• TEXT SECTION
5/18/2011 12:00:00 pm

Guest Post: If Your Youth Minister Dies

Posted by Tom French |

This post has been writen by my friend and youth ministry blogging guru, Graham Baldock.

We tackle the big issues here.


If you type the question "What do you do when your youth minister dies?" into a search engine you get very little useful info. You read miscellaneous articles about ministers dying, but nothing really for those left behind (expect for this nifty app). So... this post will try to reply to the question no-one is obviously wanting to have answered...

What do you do when your youth minister dies???

In light of Tom's brush with McDonald's-related-criminality we are simultaneously going to try and navigate this worst-case-scenario minefield (you can check out Tom's answer on my blog) and thus become the world's foremost resources on the topic.

I'm going to start by assuming that the youth minister was suddenly killed, not the casualty of a drawn out disease. This event was totally unexpected.
So what do you do???

As a teen...

1 - Take some time to sit with this. Let it sink in a little. Give yourself some time and space. Stick close to those who love and can support you. Hug your family and find a soft kitten to cuddle.

2 - Feel what you're going to feel. Grief, shock, denial, anger... allow the emotions to come. That's perfectly normal.

3 - Equally, give others some time and space to process this. The way they deal with it may not be the carbon copy of how you deal with it. That's okay.

4 - When you feel comfortable, talk to someone. It could be a parent, a youth group leader or a counsellor. Chat about the things that are raised in point 2.

5 - Avoid making any massive changes or great risks. Routine is important.

If you are connected to the church (as the minister or a youth group leader)...

1 - Be aware that you will go through the same things as the kids. Do steps 1-5 from the list above. It's okay for you as well. Take time and create space to care for yourself.

2 - Be around. You may not have all, or even many answers, but sometimes your sheer presence will mean more than a I-got-this-off-a-website-answer. This should be especially true if you are the senior minister.

3 - Offer help. Wrangle up some cash and offer discounted counselling sessions.

4 - Understand that for some kids, this will be their first experience of someone they personally know dying. Especially a person who is not elderly.

5 - Realise some of the that questions will be raised by members of the congregation. The youth and leaders may wonder about God's fairness. How someone who served God could be killed.

6 - Consider hiring a new youth minister slowly. Don't rush into a new appointment. Weigh up the candidates and be honest in your dealings with them. Nothing would be worse than making a selection that doesn't fit or having the person stumble into a mess they weren't expecting.

• CHECK YOUR UNDERSTANDING
**a)** List the emotions the youth minister post names in the teens' point 2.
**b)** Please copy the youth minister post word for word between "3 - Offer help." and "could be killed.", inclusive.
The rows that come next have nothing to do with the youth minister post.

• DATASET
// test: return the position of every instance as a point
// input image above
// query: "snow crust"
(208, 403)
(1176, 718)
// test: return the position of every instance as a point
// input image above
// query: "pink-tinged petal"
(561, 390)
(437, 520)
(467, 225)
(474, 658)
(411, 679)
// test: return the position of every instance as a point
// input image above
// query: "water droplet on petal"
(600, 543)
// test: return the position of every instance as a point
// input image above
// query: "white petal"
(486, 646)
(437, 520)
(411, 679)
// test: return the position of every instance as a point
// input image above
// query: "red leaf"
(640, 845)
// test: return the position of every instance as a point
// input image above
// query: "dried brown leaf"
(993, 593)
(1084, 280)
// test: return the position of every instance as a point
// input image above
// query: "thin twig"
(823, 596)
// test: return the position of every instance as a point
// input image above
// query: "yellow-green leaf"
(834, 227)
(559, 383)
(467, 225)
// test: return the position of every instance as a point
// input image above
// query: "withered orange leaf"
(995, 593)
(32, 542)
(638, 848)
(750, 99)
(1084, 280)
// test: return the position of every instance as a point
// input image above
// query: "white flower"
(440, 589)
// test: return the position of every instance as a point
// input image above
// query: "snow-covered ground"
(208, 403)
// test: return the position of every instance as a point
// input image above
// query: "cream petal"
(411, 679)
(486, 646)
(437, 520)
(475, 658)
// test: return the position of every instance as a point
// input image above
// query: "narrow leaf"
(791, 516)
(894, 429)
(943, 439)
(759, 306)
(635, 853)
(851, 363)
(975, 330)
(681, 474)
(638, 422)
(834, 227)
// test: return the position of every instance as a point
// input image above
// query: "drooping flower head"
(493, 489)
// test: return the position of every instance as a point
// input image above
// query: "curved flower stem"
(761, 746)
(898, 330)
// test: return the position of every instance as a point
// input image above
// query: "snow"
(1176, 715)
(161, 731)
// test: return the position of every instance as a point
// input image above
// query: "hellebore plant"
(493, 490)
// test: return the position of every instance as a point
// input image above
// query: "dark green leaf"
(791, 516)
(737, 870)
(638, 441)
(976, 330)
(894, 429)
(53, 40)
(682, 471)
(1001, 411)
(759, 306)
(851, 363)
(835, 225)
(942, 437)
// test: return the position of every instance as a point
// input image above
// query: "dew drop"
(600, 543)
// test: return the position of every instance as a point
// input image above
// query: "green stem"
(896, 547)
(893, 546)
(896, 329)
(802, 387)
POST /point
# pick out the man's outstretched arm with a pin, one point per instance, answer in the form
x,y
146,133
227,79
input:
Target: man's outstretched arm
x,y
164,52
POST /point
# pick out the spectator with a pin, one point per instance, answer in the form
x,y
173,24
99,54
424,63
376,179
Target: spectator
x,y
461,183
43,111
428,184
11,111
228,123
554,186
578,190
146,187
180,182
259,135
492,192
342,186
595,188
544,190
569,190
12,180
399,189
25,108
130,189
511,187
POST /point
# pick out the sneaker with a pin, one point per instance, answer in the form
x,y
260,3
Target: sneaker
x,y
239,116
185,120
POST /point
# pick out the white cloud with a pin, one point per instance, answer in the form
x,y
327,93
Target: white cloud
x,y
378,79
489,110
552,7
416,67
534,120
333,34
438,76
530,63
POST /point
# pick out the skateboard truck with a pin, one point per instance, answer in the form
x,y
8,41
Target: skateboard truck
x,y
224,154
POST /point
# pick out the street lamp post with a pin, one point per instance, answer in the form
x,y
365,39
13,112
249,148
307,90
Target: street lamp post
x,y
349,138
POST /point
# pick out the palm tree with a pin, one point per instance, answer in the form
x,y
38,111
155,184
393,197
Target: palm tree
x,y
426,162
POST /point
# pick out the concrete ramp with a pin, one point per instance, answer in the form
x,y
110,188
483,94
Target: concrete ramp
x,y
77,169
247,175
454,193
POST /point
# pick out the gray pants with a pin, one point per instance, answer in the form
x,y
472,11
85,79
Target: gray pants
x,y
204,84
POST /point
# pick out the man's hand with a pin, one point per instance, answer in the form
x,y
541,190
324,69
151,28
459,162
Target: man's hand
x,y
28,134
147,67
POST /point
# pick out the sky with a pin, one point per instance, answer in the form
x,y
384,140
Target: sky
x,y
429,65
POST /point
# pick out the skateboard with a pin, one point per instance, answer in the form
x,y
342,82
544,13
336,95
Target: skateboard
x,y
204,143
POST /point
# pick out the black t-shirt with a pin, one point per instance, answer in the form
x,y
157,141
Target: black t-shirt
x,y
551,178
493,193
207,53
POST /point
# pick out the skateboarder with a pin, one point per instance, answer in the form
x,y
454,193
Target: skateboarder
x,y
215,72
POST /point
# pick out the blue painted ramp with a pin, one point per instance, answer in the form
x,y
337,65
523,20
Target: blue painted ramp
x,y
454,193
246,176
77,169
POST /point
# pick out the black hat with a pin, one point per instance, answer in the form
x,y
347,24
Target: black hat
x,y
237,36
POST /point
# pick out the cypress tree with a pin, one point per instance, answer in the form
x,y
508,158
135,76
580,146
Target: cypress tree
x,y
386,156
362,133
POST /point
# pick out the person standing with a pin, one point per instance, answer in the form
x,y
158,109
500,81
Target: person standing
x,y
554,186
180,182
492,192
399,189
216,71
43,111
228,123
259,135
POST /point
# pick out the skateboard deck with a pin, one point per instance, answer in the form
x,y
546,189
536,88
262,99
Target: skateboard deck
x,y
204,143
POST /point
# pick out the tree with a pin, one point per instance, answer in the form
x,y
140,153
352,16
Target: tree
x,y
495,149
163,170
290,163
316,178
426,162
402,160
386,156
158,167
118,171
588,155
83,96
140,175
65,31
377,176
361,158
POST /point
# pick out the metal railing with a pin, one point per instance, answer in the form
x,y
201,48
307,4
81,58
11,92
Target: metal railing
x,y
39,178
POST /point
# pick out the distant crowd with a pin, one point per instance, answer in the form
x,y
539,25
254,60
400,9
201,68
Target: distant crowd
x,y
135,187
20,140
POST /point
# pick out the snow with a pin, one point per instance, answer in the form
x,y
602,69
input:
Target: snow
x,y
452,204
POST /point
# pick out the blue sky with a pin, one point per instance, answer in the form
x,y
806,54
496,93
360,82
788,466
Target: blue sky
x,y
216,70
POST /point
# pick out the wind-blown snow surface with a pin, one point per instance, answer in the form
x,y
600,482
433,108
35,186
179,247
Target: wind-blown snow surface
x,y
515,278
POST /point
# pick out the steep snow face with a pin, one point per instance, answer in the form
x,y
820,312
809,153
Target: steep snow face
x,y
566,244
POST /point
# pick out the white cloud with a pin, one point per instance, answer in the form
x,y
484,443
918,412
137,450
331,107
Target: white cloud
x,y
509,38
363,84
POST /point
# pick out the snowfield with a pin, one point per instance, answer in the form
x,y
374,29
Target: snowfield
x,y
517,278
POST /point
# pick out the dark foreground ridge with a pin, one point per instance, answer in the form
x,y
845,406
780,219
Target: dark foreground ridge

• ANSWERS BY TASK
**a)** Grief, shock, denial, anger

**b)**
3 - Offer help. Wrangle up some cash and offer discounted counselling sessions.

4 - Understand that for some kids, this will be their first experience of someone they personally know dying. Especially a person who is not elderly.

5 - Realise some of the that questions will be raised by members of the congregation. The youth and leaders may wonder about God's fairness. How someone who served God could be killed.